* _Requirement_: Copy all of the rows below word for word, and leave the pictures out of your copy.

* _Entries_:
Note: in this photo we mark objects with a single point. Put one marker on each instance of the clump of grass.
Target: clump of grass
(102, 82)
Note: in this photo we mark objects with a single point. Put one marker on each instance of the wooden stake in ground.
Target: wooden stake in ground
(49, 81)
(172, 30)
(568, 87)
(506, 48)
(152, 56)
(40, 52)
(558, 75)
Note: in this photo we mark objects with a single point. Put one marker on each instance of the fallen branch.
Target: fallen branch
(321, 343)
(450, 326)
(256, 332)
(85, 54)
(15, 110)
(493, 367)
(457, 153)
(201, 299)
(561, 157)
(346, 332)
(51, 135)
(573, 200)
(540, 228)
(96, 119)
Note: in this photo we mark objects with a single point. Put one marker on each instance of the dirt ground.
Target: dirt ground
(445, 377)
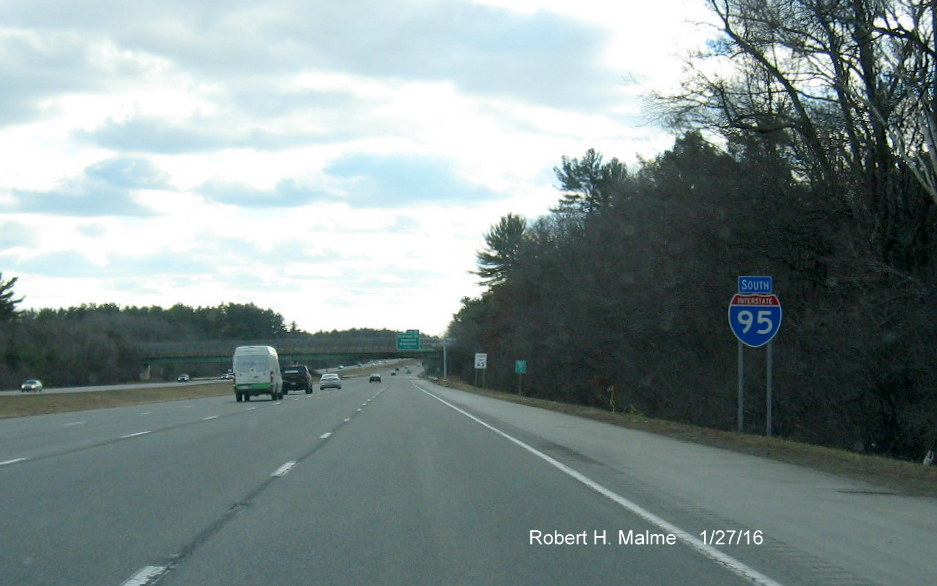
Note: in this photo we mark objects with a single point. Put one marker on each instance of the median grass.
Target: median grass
(894, 477)
(45, 403)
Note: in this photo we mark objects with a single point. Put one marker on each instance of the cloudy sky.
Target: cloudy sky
(337, 161)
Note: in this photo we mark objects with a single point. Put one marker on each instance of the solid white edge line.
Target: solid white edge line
(282, 470)
(129, 435)
(689, 539)
(145, 576)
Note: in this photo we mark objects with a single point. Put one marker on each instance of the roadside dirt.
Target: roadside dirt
(890, 476)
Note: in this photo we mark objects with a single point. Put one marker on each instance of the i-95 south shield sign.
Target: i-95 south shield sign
(755, 319)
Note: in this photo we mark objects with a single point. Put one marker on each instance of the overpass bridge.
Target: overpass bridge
(311, 351)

* _Answer_:
Note: in this photo we mark objects with a single point. Put one marker on each instance of the clump of grass.
Target: clump of grass
(102, 82)
Note: in this photo we mark objects with a single point. Put one marker on each instance of the wooden stake in ground.
Target: wooden stake in ground
(49, 81)
(172, 30)
(568, 87)
(506, 48)
(152, 56)
(40, 52)
(558, 75)
Note: in this photo we mark objects with a single point. Put one marker on each instance of the fallen branch.
Target: fallen branch
(321, 343)
(450, 326)
(256, 332)
(85, 54)
(15, 110)
(493, 367)
(457, 153)
(201, 299)
(561, 157)
(346, 332)
(51, 135)
(573, 200)
(540, 228)
(96, 119)
Note: in this photo we mark objects with a single point. Put one marker on each instance of the dirt ground.
Target: dirt ground
(445, 377)
Note: in this photo we mark objects with a single point. Put one marker on each instance of the median grass.
Target: median grass
(894, 477)
(45, 403)
Note: in this photo we mark objects with a single point. Put one marker on each instance of the cloudy sky.
Target: cloudy sky
(337, 161)
Note: in this photo we mark objects with a single point. Put one marker on each instance of the solid white edge line.
Target: solid white edge line
(282, 470)
(129, 435)
(689, 539)
(145, 576)
Note: in this photo we mark objects with a single point. Put one marker on each instance of the roadside dirt.
Target: roadside dirt
(890, 476)
Note: in this photo we mark objects with a single point. Put one marker on each instance of the i-95 south shield sign.
Target: i-95 south shield sign
(755, 319)
Note: in this photo we mark objects with a single point. Put one marker on each instance of the overpass bridge.
Target: overpass bridge
(311, 351)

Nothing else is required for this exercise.